▶ WORK INSTRUCTION
All lines after the one containing "Mark one point on each instance of the silver", together with that line itself, should be written out exactly, down to the last line of the entries below.

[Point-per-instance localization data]

————————

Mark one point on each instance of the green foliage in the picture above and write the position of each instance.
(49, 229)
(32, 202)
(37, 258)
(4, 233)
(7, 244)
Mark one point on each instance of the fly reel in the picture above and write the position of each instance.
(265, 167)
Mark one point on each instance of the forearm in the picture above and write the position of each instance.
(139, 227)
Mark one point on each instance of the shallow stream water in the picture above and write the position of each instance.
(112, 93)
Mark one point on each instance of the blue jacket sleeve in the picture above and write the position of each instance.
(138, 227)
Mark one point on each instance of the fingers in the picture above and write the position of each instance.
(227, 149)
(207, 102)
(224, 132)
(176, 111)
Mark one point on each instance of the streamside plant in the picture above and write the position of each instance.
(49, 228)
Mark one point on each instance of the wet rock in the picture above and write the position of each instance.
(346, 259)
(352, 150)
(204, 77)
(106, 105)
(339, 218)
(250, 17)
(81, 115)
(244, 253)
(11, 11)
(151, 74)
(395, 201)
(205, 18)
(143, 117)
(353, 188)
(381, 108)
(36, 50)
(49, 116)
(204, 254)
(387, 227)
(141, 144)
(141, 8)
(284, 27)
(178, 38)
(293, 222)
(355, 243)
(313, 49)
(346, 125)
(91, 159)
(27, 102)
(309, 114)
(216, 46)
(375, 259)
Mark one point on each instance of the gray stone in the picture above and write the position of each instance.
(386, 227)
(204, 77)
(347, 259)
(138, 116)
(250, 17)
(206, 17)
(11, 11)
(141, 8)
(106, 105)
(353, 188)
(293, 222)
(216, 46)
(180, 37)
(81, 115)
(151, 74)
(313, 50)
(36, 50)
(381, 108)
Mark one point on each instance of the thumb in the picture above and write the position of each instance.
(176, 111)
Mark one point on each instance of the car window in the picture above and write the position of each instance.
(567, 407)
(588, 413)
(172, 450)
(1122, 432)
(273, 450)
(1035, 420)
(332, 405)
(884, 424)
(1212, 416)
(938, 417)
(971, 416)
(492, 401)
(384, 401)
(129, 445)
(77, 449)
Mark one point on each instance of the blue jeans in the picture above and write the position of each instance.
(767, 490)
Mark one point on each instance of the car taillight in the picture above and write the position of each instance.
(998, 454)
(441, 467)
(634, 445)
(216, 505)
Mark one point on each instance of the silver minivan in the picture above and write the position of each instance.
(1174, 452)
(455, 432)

————————

▶ WRITTEN RESPONSE
Mark one point on each instance of the silver minivan in the picture above and write the position of each instance.
(1174, 452)
(455, 432)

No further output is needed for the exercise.